## YOUR INSTRUCTIONS
The required output is the exact run of lines below that opens at the line with "# for each instance of the woman's face, put" and closes at the line with "Target: curb".

__________________________________________________

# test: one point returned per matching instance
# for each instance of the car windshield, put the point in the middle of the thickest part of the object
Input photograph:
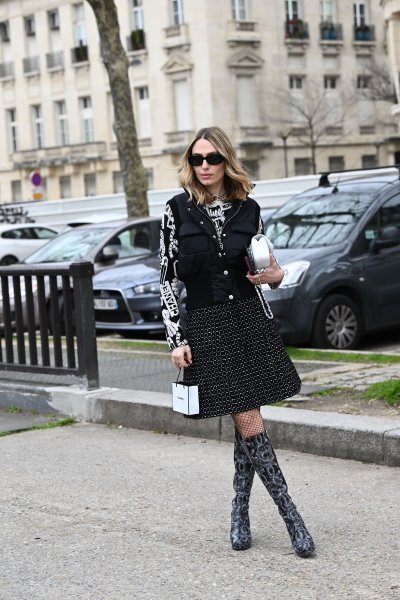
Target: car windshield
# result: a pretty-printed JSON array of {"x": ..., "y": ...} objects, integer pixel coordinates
[
  {"x": 72, "y": 245},
  {"x": 312, "y": 221}
]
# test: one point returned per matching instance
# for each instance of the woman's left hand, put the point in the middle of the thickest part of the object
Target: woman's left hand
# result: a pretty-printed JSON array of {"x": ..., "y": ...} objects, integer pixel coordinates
[{"x": 272, "y": 274}]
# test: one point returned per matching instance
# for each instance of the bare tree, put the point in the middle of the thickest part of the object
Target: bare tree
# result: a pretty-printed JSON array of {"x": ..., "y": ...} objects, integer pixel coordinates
[
  {"x": 117, "y": 65},
  {"x": 311, "y": 114},
  {"x": 380, "y": 85}
]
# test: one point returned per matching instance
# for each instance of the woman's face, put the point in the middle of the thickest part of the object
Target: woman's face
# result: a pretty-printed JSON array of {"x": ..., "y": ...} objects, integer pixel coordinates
[{"x": 211, "y": 176}]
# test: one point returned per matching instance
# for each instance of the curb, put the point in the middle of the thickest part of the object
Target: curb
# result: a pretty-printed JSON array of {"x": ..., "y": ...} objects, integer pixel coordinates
[{"x": 366, "y": 439}]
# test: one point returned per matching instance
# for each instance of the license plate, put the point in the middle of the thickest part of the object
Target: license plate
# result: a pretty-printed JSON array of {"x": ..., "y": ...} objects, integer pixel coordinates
[{"x": 105, "y": 304}]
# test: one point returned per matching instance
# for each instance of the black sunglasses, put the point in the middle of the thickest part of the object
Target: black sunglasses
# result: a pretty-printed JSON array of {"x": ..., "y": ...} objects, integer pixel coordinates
[{"x": 196, "y": 160}]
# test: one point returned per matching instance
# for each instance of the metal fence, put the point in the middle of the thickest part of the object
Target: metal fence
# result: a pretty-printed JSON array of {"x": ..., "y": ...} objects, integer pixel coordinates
[{"x": 47, "y": 322}]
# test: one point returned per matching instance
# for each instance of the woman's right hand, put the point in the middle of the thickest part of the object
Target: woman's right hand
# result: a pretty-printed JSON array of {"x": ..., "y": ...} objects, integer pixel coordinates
[{"x": 181, "y": 356}]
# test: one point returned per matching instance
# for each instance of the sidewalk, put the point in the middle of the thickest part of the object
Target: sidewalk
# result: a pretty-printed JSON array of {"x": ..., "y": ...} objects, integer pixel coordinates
[
  {"x": 136, "y": 393},
  {"x": 91, "y": 512}
]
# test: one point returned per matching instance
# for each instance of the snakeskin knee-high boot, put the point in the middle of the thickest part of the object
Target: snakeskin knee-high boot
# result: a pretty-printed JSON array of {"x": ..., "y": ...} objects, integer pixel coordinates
[
  {"x": 242, "y": 483},
  {"x": 264, "y": 460}
]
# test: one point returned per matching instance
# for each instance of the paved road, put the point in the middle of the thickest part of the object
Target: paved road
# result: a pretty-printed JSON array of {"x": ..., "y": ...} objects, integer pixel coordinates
[{"x": 96, "y": 513}]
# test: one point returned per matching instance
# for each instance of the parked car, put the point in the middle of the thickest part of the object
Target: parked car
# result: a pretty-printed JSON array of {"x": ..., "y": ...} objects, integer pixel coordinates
[
  {"x": 127, "y": 298},
  {"x": 19, "y": 240},
  {"x": 105, "y": 244},
  {"x": 340, "y": 248}
]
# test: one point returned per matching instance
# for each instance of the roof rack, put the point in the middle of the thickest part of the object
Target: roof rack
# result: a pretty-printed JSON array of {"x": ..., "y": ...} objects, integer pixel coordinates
[{"x": 324, "y": 175}]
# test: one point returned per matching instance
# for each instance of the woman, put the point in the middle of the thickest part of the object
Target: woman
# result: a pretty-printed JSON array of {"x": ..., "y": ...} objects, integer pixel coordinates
[{"x": 232, "y": 348}]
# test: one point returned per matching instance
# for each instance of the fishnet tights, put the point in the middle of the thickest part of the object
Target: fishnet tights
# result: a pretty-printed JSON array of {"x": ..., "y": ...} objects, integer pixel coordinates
[{"x": 249, "y": 423}]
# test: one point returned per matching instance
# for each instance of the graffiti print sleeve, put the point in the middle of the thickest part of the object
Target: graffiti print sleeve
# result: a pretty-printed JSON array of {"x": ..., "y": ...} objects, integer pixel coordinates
[{"x": 169, "y": 284}]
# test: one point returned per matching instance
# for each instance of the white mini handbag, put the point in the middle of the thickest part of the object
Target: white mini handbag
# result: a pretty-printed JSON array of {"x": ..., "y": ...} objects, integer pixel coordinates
[
  {"x": 185, "y": 397},
  {"x": 259, "y": 253}
]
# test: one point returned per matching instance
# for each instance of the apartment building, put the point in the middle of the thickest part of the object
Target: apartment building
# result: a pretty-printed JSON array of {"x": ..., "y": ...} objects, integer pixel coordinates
[{"x": 289, "y": 80}]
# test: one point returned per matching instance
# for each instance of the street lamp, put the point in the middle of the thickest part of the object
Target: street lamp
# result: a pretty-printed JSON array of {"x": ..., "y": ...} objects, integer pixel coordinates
[{"x": 284, "y": 136}]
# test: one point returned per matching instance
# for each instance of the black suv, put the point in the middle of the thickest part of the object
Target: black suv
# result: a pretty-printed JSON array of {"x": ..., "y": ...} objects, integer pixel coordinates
[{"x": 339, "y": 245}]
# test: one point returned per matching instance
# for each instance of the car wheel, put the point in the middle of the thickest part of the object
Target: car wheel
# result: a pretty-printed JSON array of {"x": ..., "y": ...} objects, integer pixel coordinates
[
  {"x": 338, "y": 324},
  {"x": 8, "y": 260}
]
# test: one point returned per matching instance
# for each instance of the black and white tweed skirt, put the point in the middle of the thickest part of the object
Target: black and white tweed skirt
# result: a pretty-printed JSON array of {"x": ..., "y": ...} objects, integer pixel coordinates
[{"x": 239, "y": 360}]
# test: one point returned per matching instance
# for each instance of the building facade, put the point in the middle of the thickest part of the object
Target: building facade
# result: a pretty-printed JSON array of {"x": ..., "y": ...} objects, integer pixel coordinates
[{"x": 289, "y": 80}]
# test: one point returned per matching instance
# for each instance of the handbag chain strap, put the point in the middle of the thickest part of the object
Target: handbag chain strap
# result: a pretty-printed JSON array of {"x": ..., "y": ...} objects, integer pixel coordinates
[{"x": 264, "y": 302}]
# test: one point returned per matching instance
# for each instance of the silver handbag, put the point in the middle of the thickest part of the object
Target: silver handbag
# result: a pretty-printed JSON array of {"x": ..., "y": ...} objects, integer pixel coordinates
[
  {"x": 259, "y": 253},
  {"x": 258, "y": 259}
]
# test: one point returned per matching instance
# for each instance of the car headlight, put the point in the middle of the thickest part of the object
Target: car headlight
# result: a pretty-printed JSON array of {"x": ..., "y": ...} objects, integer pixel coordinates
[
  {"x": 148, "y": 288},
  {"x": 294, "y": 273},
  {"x": 22, "y": 287}
]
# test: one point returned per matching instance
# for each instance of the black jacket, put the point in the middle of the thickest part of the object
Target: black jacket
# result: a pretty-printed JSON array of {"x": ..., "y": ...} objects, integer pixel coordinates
[{"x": 214, "y": 270}]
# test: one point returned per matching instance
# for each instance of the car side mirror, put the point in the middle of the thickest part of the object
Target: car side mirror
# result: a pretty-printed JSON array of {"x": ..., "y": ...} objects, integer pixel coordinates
[
  {"x": 387, "y": 237},
  {"x": 108, "y": 254}
]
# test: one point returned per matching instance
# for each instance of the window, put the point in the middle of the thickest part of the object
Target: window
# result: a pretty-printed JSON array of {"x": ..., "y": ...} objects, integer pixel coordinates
[
  {"x": 328, "y": 11},
  {"x": 61, "y": 123},
  {"x": 65, "y": 186},
  {"x": 16, "y": 191},
  {"x": 292, "y": 10},
  {"x": 295, "y": 82},
  {"x": 79, "y": 24},
  {"x": 388, "y": 214},
  {"x": 363, "y": 82},
  {"x": 360, "y": 13},
  {"x": 29, "y": 24},
  {"x": 302, "y": 166},
  {"x": 53, "y": 19},
  {"x": 176, "y": 12},
  {"x": 42, "y": 233},
  {"x": 90, "y": 184},
  {"x": 336, "y": 163},
  {"x": 247, "y": 111},
  {"x": 183, "y": 118},
  {"x": 5, "y": 31},
  {"x": 87, "y": 119},
  {"x": 330, "y": 82},
  {"x": 149, "y": 178},
  {"x": 144, "y": 116},
  {"x": 118, "y": 184},
  {"x": 239, "y": 10},
  {"x": 37, "y": 126},
  {"x": 137, "y": 14},
  {"x": 12, "y": 129}
]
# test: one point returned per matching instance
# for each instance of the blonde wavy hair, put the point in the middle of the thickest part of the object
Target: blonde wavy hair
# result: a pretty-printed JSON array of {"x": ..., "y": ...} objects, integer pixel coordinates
[{"x": 237, "y": 183}]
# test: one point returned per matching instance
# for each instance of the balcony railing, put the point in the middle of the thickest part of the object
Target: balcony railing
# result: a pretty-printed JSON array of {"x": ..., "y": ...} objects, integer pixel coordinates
[
  {"x": 7, "y": 70},
  {"x": 330, "y": 31},
  {"x": 79, "y": 54},
  {"x": 364, "y": 33},
  {"x": 31, "y": 64},
  {"x": 136, "y": 40},
  {"x": 367, "y": 129},
  {"x": 334, "y": 130},
  {"x": 243, "y": 31},
  {"x": 59, "y": 155},
  {"x": 55, "y": 60},
  {"x": 296, "y": 29}
]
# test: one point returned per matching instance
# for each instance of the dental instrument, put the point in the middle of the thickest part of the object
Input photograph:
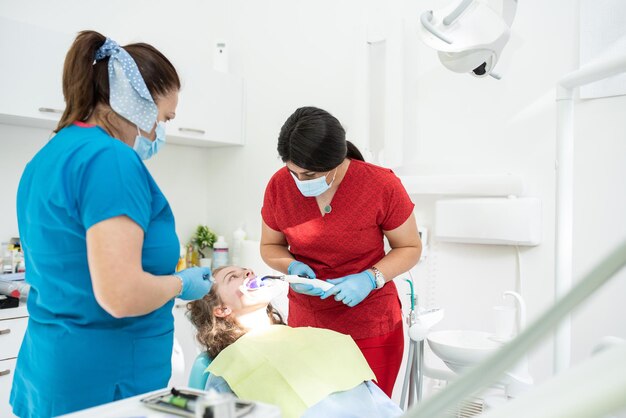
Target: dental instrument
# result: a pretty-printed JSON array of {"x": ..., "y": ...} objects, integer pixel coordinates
[
  {"x": 419, "y": 324},
  {"x": 257, "y": 282}
]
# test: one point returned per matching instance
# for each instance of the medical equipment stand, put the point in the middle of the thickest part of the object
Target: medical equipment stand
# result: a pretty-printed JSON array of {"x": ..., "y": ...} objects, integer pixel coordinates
[{"x": 415, "y": 361}]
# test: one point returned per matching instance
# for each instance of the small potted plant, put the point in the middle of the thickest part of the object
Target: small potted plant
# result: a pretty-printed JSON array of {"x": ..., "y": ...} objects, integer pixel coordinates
[{"x": 203, "y": 240}]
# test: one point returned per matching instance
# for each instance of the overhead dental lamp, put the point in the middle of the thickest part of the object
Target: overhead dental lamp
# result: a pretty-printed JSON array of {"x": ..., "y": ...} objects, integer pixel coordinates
[{"x": 469, "y": 37}]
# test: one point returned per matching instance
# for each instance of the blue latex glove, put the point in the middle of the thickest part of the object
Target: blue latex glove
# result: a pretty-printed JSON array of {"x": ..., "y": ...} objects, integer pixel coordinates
[
  {"x": 196, "y": 282},
  {"x": 352, "y": 289},
  {"x": 299, "y": 268}
]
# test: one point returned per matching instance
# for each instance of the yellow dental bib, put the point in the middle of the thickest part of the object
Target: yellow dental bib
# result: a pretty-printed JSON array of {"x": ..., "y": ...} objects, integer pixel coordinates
[{"x": 293, "y": 368}]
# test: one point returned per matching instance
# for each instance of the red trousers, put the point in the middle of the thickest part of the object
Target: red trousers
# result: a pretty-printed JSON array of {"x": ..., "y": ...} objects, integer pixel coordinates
[{"x": 384, "y": 355}]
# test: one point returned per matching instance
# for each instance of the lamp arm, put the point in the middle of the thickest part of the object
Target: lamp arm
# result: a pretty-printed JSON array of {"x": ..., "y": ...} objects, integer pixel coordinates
[
  {"x": 448, "y": 20},
  {"x": 425, "y": 19}
]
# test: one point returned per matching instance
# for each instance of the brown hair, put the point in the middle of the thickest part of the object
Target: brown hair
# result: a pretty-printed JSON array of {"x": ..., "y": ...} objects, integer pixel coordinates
[
  {"x": 216, "y": 333},
  {"x": 86, "y": 82}
]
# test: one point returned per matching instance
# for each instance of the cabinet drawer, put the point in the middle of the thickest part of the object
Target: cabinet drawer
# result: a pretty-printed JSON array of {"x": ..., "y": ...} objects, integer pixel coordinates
[
  {"x": 7, "y": 371},
  {"x": 11, "y": 335}
]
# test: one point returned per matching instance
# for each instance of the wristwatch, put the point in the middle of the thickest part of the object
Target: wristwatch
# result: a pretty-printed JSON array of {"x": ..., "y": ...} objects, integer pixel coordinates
[{"x": 378, "y": 278}]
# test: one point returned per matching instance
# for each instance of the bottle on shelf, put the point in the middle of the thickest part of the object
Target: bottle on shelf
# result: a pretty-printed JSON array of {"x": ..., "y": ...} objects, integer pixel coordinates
[
  {"x": 238, "y": 237},
  {"x": 220, "y": 253}
]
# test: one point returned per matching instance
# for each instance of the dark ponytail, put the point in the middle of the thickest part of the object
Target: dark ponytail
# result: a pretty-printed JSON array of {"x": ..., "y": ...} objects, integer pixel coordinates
[
  {"x": 313, "y": 139},
  {"x": 353, "y": 152},
  {"x": 79, "y": 76},
  {"x": 86, "y": 82}
]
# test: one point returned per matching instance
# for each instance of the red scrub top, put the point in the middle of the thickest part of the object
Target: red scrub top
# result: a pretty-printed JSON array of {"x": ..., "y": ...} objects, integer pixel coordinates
[{"x": 348, "y": 240}]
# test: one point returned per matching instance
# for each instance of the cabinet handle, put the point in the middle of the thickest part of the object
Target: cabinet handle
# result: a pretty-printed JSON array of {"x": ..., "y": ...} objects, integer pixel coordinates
[
  {"x": 196, "y": 131},
  {"x": 50, "y": 110}
]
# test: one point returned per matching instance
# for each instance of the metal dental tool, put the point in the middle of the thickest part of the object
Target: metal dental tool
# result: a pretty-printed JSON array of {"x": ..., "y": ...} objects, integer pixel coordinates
[{"x": 292, "y": 278}]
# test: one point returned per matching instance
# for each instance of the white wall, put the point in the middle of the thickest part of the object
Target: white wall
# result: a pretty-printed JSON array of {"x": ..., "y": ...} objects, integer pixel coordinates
[{"x": 296, "y": 53}]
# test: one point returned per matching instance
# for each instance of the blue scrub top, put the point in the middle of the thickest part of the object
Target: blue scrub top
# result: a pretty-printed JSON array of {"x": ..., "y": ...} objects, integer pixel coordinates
[{"x": 74, "y": 354}]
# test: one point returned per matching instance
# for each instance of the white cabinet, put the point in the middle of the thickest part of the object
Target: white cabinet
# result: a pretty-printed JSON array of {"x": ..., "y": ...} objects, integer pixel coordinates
[
  {"x": 211, "y": 103},
  {"x": 210, "y": 109},
  {"x": 31, "y": 74},
  {"x": 12, "y": 327}
]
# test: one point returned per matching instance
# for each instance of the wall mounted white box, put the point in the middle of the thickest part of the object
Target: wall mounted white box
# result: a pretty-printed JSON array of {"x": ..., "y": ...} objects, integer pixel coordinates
[{"x": 500, "y": 221}]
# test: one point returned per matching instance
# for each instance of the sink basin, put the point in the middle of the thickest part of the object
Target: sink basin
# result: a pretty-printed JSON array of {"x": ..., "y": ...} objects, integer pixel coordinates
[{"x": 461, "y": 349}]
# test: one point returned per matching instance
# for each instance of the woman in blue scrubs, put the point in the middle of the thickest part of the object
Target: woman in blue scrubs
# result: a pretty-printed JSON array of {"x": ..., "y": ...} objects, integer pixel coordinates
[{"x": 99, "y": 238}]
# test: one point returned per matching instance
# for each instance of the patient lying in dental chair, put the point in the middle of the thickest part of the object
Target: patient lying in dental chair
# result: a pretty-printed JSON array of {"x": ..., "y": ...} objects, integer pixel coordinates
[{"x": 307, "y": 372}]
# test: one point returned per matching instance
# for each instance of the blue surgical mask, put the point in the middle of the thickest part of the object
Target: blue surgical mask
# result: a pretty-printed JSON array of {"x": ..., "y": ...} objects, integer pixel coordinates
[
  {"x": 146, "y": 148},
  {"x": 313, "y": 187}
]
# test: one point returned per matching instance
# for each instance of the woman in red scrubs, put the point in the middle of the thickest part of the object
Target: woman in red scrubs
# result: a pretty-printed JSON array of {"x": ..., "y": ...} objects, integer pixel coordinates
[{"x": 325, "y": 215}]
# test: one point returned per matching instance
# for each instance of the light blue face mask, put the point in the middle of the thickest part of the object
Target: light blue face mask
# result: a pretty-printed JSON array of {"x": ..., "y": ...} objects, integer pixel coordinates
[
  {"x": 146, "y": 148},
  {"x": 314, "y": 187}
]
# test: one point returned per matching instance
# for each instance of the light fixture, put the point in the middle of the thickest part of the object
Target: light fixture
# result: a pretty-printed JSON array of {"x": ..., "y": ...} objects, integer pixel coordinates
[{"x": 469, "y": 37}]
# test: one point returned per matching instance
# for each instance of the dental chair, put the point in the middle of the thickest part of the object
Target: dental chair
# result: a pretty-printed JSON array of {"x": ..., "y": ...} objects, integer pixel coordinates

__________________________________________________

## RESPONSE AREA
# for each instance of the woman's face, put the point in the middle of the thickest part of the object
Target: woman's face
# result: a pretty-printed JSON array of {"x": ..., "y": ...} objects, integer pixel coordinates
[{"x": 211, "y": 176}]
# test: one point returned per matching instance
# for each instance of the curb, put the point in the middle of the thickest part of the object
Target: curb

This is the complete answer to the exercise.